**提示された文章:**
'''

CampⅦ

1920s Mt.Everest Expedition

雑記

 3月からこっち、日付を追いつつ毎日サンディの日記再訳をしながら偶にイベント関連のことをまとめてみたりして、殆ど毎日ブログ記事を書き続けていた。

 日記が終わり、遠征も日々追い続けるような段階は終えたので、休みだった20日Surfaceを起こさず家の掃除をしたり本を読んだりとゆっくり過ごした。ちょっと腑抜けたような感もある。

 本当はやりたいことがあるので備忘を兼ねてメモ。

 

  • 日記序盤の記事に原文と補足を入れる。トップの記事から飛べる目次一覧のようなものをまとめる。
  • 調べ物関係で最近あったこと…マートンへの問合せ結果、ロープのこと、eBayで手に入れたもののまとめ。
  • 本のこと。山の怪談、エヴェレストの幽霊について書かれた和書がまた増えたこと!
  • SCPのエヴェレスト関係ネタのこと。
  • アルパインクラブの展覧のこと。

 

 …もっとあった気がするんだけどな。あとは完全に趣味振り切りのアウトプットも進めていきたいね~日記再訳中は全然進まなかったから…。

 泊登山も行きたいけど、お盆にかけて繁忙期なのと秋口に連休取りたい気もするので今年の夏山は見送りになりそう。冬山狙って行こうか…本当は冬繁忙期なのでちょっと心苦しいけど…などともやもや。間を取って山に初雪の降る頃に行くかも。

 

 そう、秋の計画。

 英本国のアルパインクラブによって、英国の第一次エヴェレスト遠征から百周年を記念した展覧 Everest: by 'Those Who Were There' が昨日から始まった。

 この展覧では20年代の遠征について一気に見ることができるし、当時の写真のみならず隊員たちの描いた絵や使用した装備、着ていた服…そしてサンディの日記が展示される。

 

 展覧の開催が告知された時、開催それ自体の歓びとあまりにも素晴らしいタイトル、そして2年前から続いている最悪と思えるタイミングでの儘ならない状況に泣いた。

 一応日本からイギリスへの観光ビザでの入国は5月下旬から解禁されているのだけど、まだ入国後と帰国後に10日間ずつの隔離期間が設けられるので、多少短縮する手があるにしてもまあ…きつい。

'''

**取り組む課題:**
**a)** エヴェレスト遠征に関する雑記によれば、アルパインクラブの展覧では何が展示されるか。すべて挙げなさい。
**b)** エヴェレスト遠征に関する雑記を、最後の文の後から書き継ぎなさい。

[ポイント形式の注釈データ]
'''

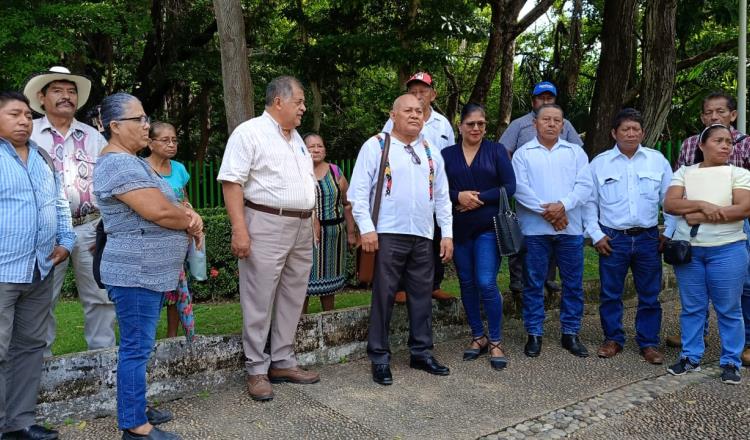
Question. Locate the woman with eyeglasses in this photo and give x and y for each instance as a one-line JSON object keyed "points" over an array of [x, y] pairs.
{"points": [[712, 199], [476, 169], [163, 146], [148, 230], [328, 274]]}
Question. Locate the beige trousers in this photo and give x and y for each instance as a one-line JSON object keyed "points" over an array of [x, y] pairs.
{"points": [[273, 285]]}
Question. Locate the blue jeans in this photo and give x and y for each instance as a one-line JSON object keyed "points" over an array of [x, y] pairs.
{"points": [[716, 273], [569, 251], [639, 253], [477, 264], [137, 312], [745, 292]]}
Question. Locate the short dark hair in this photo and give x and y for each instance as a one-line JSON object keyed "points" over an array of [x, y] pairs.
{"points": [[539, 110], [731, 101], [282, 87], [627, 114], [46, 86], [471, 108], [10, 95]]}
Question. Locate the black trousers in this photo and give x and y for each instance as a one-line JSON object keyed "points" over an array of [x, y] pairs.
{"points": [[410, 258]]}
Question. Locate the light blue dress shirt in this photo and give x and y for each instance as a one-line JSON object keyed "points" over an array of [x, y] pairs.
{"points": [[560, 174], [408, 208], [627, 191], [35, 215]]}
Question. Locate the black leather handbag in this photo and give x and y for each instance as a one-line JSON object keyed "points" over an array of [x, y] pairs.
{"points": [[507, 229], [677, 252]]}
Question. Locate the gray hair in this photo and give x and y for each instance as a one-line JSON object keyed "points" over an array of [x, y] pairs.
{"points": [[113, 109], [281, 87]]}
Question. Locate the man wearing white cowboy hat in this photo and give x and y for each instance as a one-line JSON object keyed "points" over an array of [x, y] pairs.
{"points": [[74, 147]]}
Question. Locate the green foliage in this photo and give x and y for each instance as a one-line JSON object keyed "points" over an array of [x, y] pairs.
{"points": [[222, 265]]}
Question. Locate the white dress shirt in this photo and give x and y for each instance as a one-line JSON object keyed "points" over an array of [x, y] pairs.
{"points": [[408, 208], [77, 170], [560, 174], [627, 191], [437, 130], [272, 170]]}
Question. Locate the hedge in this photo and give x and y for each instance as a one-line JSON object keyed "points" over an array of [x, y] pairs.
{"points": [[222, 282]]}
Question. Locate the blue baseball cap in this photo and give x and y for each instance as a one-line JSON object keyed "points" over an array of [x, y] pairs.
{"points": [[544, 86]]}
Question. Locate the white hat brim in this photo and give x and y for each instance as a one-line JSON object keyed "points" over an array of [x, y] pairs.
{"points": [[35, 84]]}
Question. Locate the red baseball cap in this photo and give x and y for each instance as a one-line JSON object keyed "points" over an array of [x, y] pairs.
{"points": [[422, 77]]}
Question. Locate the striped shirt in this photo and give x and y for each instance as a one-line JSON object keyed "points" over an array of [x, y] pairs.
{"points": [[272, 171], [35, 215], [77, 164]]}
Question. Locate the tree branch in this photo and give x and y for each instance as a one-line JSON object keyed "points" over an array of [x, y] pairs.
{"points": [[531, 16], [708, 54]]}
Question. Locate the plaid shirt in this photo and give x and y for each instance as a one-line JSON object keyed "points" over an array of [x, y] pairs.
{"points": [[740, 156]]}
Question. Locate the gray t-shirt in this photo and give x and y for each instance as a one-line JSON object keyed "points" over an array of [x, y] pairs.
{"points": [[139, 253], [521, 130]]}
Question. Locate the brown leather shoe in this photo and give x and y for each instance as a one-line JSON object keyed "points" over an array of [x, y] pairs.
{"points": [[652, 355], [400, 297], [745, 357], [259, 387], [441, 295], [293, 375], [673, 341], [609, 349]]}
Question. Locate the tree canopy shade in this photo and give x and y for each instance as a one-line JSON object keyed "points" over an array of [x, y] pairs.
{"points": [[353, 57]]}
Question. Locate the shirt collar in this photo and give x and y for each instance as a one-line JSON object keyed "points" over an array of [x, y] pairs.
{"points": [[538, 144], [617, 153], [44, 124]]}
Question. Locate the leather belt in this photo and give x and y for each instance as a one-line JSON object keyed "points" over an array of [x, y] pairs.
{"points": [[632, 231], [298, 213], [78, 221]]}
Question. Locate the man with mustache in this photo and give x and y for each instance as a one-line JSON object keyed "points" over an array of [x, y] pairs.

'''

**解答一覧:**
**a)** 当時の写真、隊員たちの描いた絵、隊員たちが使用した装備、隊員たちが着ていた服、サンディの日記

**b)**
 自分としては休職一ヶ月でもいいくらいなのだけど、その後絶対に針の筵に座ることになるし、流石に自分に非があるそれに耐えられるほど強くも図々しくもない。そもそも今の職場環境がとても安心して働ける状態ではなく、いっそもうこのタイミングで辞めてしまい、アルパインクラブの展示を見て…それと出来ればマートンアーカイブも訪れてから帰国、隔離が明けて11月から転職してしまおうかとも思っていた。

 

 ところがそれから数週間でちょっと状況が変わった。

 すっかり忘れ果てていたワーキングホリデーの存在を思い出したのだった。正直なところ難しいと思う、イギリスのビザは高倍率の抽選で当選しないと行けないから…でも行きたい、行きたくて仕方ない。2022-24年のビザを取って滞在できたら、第二次~第三次遠征の百周年記念に向けた動きを現地で経験できる。

 まあワーホリでなくても、コロナ禍が落ち着いた上で訪れるイベントを絞れば何もできないわけではないし、2024年の春前後に絞った半年滞在とかも不可能ではないのだけど…でも英語をもっと理解できるようになりたいし、どうせやるなら現地へ飛び込んで死に物狂いでやってみたい。自分を追い詰めるのが下手というのもあるし、やるなら最高の形で追い込んでやりたい。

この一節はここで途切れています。